Written problem: Pick out and copy every line below that contains the word "bench", treating uppercase and lowercase as different.

Working data:
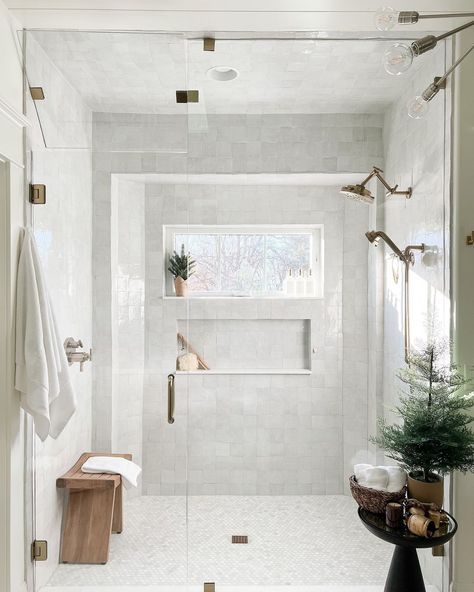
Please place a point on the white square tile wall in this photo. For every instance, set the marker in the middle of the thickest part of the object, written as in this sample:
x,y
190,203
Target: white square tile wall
x,y
314,425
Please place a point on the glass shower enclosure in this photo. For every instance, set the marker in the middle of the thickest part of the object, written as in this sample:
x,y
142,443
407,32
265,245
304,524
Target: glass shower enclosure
x,y
246,401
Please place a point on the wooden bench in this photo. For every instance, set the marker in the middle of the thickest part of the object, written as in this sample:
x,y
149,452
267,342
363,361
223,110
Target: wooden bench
x,y
94,510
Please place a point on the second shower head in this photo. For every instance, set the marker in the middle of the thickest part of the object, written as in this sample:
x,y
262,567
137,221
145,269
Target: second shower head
x,y
357,192
362,194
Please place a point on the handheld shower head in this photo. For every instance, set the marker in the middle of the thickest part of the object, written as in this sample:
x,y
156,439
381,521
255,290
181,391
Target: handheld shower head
x,y
374,236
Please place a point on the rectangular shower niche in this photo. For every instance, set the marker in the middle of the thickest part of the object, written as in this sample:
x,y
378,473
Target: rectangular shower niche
x,y
250,346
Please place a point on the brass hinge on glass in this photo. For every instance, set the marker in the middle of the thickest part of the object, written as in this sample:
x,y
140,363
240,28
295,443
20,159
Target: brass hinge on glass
x,y
37,194
39,550
187,96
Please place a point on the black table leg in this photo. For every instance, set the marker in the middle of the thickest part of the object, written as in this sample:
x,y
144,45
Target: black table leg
x,y
405,573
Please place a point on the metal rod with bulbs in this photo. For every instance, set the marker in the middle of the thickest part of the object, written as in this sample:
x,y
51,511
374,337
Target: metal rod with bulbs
x,y
417,107
400,56
410,17
386,18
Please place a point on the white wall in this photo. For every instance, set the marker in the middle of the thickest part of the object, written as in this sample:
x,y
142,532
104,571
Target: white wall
x,y
258,434
302,143
63,231
13,569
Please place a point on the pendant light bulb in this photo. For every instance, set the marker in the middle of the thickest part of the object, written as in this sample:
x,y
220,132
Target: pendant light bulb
x,y
398,59
386,18
417,107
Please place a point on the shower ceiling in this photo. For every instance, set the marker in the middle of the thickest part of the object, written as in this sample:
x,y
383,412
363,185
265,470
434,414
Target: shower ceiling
x,y
139,73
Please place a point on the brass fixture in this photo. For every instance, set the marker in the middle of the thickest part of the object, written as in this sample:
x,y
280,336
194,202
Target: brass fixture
x,y
209,44
39,550
187,96
240,539
171,379
37,93
418,106
37,194
73,356
386,18
407,256
361,193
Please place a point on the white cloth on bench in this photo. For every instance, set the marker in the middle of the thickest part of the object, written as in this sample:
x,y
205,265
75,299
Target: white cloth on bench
x,y
113,465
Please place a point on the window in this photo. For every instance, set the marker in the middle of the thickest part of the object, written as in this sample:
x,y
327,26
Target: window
x,y
249,260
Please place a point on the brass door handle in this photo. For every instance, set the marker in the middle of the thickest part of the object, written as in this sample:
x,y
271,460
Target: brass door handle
x,y
171,398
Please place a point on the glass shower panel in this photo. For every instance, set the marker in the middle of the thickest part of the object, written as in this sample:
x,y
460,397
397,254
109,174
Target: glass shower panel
x,y
109,132
120,94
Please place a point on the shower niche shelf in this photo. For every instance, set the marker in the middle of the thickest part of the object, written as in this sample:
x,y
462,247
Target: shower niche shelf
x,y
246,346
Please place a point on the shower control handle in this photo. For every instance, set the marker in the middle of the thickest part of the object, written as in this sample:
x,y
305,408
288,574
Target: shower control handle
x,y
171,378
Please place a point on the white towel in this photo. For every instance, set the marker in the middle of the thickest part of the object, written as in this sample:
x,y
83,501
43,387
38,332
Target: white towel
x,y
113,465
386,478
42,373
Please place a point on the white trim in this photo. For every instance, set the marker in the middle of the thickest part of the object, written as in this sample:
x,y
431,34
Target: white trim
x,y
319,179
4,387
13,115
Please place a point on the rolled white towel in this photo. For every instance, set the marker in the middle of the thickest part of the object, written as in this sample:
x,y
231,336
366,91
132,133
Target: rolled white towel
x,y
114,465
360,469
397,478
374,477
386,478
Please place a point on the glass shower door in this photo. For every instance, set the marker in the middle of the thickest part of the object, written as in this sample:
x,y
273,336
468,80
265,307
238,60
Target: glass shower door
x,y
109,132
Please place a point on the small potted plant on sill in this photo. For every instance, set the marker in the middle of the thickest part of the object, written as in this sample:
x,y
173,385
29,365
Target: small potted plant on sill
x,y
434,437
181,267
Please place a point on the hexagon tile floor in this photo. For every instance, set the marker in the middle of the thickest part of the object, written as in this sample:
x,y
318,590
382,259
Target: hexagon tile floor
x,y
307,543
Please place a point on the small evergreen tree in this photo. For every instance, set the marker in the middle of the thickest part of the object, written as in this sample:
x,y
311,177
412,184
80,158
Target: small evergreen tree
x,y
435,437
181,265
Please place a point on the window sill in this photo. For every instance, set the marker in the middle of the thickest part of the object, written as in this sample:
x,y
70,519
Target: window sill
x,y
302,371
243,297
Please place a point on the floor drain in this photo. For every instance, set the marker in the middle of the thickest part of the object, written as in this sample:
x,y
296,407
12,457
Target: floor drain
x,y
241,539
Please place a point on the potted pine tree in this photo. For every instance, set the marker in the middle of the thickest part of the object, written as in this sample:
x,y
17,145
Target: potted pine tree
x,y
434,437
181,266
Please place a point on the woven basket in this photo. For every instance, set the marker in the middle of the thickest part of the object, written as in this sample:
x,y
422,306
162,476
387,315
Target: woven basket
x,y
374,500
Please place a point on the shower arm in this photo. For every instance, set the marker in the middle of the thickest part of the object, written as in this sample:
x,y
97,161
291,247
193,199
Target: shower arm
x,y
409,260
390,190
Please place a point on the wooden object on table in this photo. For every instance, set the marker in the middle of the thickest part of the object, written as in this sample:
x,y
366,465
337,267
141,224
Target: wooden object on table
x,y
421,526
393,514
186,344
405,573
93,511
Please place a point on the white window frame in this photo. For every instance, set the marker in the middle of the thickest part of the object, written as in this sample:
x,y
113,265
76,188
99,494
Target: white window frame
x,y
316,230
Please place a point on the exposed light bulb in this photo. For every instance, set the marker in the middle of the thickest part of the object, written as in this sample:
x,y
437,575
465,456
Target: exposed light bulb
x,y
398,59
417,107
386,18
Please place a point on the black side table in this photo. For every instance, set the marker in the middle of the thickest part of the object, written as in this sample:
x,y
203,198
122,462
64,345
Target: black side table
x,y
405,573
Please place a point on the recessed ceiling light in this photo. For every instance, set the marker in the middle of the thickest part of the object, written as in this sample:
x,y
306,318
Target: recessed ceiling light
x,y
222,73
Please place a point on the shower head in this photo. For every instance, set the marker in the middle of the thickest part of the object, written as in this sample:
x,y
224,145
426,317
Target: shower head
x,y
374,236
357,192
361,193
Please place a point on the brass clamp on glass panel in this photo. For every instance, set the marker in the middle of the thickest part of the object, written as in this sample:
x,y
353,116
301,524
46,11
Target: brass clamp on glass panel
x,y
171,378
71,346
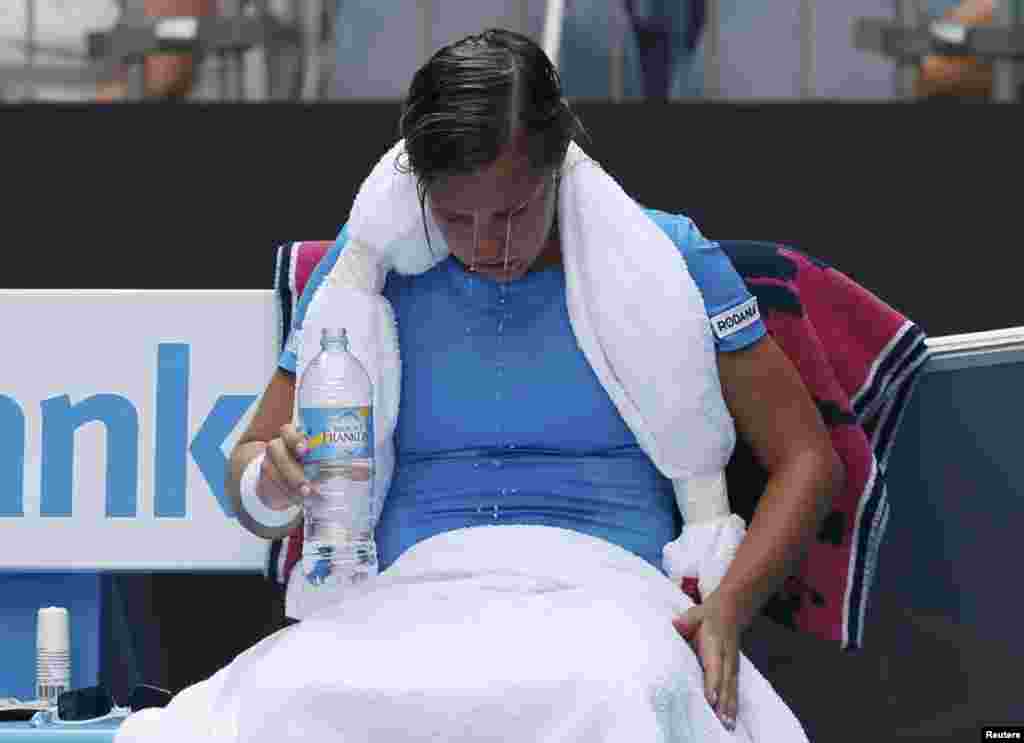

Reply:
Please place a point on the wooden bench in this photo. For every instance, set the marker in the middle of the thickest part of the object, written as in this sample:
Target: wooden bench
Please place a point on the white cloth on bench in this photo. For every instance, set the marker in the middle of the thickest part of the object, written as in this sample:
Target: white cloth on bench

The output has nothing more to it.